* Assigned task
According to the passage on the wide marginal approach to rhinoplasty, how much unarmed mucosa must the incision leave in the area of the nasal floor?

* Passage
────────────────────

The internal approach in rhinoplasty requires a surgical experience and an artistic perspective to provide adequate results on nasal deformities. The external approach allows cartilage shaping and grafting through a wider exposition of the entire nasal structure (bones and cartilages), but leaves a columellar scar. The wide marginal approach is known as open rhinoplasty without skin-columella incision. It was first described by guerrerosantos  in 1987. This procedure was originally introduced to lessen the complications seen with the open approach, while keeping the advantages of a better exposition insufficient with closed rhinoplasties. Although scarcely discussed in the literature, this approach can be proposed to a patient refusing the open approach when needed to address difficult tips.
The nasal tip is infiltrated with 2% lidocaïne and epinephrine. The incision is longer than the one described by guerrerosantos . It includes the incision described by holmstrom  (fig.1). The incision is carried out on both sides; it starts 2 mm under the medial crus (fig.2) and continues along the alar cartilage margin following the borders of the lateral crus to the domal region, it ends at the nostril. The incision should not be circular and must leave 15 mm of unarmed mucosa in the area of the nasal floor. The dissection is done with scissors carefully avoiding injury to the medial crus and creating a columellar communication (fig. 4). Submucosal dissection enables good vision of the upper lateral cartilage, the alar domes can thus be exposed, and the interdomal ligament is severed giving access to the cartilaginous septum that can be freed up to bone-cartilage junction. The wide marginal approach is now completed and the work on the alar cartilages and the grafting can take place (fig. 6,7,8,9,10) according to the needs of each case. The incision is then sutured with 5/0 fast absorbing gut.

────────────────────

* Data
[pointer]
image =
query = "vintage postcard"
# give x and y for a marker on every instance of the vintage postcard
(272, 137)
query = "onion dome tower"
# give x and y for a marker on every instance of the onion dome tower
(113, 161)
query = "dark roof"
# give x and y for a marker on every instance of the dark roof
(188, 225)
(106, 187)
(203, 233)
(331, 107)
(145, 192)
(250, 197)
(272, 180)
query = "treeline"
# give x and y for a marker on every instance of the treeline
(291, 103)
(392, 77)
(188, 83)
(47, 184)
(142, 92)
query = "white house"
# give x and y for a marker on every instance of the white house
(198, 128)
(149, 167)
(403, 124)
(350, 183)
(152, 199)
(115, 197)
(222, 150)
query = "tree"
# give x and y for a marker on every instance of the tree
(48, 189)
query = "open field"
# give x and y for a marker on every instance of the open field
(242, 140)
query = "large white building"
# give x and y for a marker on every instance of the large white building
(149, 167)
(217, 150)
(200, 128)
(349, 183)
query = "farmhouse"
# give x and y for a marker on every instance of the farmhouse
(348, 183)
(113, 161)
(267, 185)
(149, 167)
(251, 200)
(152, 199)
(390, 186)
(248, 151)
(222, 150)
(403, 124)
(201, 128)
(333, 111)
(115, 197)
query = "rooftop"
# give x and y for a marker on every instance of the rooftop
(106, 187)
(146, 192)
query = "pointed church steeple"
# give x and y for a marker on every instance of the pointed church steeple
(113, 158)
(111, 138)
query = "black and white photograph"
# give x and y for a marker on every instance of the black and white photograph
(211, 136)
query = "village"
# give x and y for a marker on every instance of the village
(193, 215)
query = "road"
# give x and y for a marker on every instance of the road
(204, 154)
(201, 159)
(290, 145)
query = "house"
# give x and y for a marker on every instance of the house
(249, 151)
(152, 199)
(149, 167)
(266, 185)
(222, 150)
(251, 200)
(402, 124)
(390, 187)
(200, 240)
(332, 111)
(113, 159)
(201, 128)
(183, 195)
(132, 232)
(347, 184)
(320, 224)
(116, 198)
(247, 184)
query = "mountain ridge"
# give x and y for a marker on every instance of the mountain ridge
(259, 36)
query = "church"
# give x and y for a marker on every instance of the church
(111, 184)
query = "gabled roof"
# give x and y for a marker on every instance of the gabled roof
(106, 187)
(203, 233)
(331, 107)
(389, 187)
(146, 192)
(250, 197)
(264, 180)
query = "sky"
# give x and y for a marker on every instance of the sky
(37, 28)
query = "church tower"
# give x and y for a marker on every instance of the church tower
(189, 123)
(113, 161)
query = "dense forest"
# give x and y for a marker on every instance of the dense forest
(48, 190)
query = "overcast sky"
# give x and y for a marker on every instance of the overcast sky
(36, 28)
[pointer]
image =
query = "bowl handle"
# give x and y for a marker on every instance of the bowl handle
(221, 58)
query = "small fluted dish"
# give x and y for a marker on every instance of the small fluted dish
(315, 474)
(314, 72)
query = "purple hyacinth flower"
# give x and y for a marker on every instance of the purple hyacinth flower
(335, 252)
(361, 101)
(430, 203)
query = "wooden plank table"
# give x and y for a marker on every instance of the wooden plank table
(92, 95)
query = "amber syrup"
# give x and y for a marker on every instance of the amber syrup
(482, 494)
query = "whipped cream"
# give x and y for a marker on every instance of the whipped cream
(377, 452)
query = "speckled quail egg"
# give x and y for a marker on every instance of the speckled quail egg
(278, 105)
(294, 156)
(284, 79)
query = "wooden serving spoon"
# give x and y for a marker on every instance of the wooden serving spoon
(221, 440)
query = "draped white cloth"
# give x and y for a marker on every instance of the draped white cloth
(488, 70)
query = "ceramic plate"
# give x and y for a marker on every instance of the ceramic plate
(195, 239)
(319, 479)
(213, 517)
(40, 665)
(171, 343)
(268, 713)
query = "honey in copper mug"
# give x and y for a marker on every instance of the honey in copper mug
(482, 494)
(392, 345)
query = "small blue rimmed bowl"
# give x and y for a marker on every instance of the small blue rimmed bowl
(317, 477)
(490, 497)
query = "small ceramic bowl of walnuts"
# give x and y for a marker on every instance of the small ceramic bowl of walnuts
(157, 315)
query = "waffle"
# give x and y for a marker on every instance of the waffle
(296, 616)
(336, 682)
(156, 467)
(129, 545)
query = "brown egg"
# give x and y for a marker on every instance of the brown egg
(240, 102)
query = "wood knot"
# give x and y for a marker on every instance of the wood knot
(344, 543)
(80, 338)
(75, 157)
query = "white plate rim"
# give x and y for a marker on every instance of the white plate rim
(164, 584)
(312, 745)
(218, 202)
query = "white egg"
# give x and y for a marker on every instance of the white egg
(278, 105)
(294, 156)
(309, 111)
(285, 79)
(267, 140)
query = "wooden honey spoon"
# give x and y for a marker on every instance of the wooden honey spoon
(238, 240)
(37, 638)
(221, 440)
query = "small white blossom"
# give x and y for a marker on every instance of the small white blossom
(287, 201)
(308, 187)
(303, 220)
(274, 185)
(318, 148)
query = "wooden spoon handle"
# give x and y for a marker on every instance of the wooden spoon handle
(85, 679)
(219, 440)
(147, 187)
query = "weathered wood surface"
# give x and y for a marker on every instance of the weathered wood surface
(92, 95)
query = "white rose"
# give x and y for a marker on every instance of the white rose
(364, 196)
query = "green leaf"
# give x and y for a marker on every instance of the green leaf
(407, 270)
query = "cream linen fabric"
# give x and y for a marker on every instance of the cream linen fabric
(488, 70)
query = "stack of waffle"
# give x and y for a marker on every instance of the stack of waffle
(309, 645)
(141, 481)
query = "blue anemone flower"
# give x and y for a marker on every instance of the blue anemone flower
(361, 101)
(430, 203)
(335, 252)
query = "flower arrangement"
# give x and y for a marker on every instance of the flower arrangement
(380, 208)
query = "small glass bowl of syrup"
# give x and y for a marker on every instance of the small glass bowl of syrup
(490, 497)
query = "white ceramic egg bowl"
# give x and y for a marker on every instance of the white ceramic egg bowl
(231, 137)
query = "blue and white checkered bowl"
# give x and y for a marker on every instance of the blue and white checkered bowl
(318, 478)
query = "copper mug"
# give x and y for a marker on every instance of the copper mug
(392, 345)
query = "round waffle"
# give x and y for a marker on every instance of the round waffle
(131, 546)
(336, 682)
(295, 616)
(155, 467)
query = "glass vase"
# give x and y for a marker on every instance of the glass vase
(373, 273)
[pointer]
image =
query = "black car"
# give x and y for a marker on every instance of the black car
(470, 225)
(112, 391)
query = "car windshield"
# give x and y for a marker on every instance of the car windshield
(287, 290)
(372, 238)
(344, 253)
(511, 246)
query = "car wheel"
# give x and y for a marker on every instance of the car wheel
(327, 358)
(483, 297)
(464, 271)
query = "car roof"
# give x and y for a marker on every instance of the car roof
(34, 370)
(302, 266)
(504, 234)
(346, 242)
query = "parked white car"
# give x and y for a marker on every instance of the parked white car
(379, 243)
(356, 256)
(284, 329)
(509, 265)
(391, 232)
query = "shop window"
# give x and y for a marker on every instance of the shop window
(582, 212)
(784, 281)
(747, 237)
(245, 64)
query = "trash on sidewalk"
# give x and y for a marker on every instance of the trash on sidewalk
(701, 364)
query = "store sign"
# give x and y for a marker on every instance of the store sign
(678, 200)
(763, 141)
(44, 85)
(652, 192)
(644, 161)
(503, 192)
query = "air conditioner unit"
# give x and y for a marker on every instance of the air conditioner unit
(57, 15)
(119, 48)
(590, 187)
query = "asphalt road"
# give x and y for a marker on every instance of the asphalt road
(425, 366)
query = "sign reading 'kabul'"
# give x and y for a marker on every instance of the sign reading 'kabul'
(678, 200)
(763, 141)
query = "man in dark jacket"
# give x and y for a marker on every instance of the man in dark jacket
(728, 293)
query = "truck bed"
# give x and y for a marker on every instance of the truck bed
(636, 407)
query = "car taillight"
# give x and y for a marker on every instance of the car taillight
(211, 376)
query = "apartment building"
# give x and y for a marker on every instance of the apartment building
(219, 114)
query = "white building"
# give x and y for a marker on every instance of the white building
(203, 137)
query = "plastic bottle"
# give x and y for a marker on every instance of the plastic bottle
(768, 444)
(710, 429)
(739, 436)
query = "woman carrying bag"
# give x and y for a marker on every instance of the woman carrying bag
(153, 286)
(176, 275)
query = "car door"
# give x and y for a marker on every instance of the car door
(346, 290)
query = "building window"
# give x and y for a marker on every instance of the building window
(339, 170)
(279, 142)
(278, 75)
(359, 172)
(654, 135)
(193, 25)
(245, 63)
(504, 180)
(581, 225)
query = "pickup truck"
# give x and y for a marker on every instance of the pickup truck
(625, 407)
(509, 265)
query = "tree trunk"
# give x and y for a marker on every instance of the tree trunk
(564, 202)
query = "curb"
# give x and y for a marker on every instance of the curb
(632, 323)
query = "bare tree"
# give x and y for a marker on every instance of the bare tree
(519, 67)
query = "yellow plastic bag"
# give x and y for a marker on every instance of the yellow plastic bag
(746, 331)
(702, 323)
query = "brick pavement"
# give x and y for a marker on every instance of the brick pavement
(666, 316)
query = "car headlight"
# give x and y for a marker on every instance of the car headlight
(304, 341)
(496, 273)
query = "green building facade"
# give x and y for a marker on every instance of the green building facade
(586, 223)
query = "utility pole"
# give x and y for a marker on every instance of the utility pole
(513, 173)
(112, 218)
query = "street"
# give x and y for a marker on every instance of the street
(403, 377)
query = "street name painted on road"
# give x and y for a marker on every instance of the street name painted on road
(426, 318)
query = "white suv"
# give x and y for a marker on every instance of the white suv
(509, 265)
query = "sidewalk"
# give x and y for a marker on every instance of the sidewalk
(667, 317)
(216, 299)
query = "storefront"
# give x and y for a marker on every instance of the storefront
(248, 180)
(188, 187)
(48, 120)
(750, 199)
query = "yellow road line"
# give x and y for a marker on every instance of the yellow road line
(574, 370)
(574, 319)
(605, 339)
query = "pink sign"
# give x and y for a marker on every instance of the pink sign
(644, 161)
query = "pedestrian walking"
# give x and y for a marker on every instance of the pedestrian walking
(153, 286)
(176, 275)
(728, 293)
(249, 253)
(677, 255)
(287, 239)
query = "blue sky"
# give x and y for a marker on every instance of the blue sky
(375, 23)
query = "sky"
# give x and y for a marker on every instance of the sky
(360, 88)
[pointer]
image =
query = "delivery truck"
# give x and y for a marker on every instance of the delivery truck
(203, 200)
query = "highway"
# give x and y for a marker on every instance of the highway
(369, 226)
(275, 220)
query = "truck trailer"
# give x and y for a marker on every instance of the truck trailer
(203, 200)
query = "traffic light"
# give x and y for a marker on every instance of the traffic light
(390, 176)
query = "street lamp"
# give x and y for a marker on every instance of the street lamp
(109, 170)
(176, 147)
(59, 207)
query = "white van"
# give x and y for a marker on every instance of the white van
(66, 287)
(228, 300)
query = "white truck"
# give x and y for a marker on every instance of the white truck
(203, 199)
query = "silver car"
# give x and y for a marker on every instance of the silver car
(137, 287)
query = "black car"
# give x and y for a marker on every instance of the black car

────────────────────

* Response below
15 mm